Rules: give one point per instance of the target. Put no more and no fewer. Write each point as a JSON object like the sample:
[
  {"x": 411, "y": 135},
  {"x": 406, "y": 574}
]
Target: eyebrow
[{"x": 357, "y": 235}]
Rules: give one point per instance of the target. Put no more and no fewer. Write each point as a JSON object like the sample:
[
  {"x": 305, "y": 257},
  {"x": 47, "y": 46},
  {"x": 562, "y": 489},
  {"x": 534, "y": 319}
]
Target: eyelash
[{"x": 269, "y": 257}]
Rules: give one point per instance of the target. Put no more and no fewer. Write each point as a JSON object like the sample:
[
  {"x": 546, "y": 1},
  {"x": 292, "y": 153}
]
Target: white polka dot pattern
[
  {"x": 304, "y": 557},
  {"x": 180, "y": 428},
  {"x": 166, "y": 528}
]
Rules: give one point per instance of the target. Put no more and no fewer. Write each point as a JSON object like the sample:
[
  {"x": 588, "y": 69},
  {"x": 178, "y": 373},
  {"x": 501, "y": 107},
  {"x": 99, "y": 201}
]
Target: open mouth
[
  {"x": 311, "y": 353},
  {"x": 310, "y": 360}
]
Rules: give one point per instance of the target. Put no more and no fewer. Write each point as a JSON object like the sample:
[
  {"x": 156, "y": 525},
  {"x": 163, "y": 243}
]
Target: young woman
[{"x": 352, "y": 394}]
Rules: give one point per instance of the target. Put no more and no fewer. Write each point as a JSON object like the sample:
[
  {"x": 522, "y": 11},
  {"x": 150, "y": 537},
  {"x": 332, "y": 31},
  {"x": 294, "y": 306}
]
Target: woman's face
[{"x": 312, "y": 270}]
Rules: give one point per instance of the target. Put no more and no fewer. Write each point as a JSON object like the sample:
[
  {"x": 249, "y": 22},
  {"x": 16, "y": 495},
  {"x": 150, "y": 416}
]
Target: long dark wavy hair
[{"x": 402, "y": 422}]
--
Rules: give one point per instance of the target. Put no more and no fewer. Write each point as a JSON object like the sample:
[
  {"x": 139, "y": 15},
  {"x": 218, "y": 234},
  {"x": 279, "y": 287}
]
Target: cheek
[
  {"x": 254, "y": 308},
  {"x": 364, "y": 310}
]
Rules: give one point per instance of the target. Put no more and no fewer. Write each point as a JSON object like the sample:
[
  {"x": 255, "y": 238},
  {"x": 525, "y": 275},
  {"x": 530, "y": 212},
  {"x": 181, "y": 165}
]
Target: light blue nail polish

**Exercise**:
Please count the lines in the items above that contain the word "woman" and reply with that number alone.

**The completed task**:
2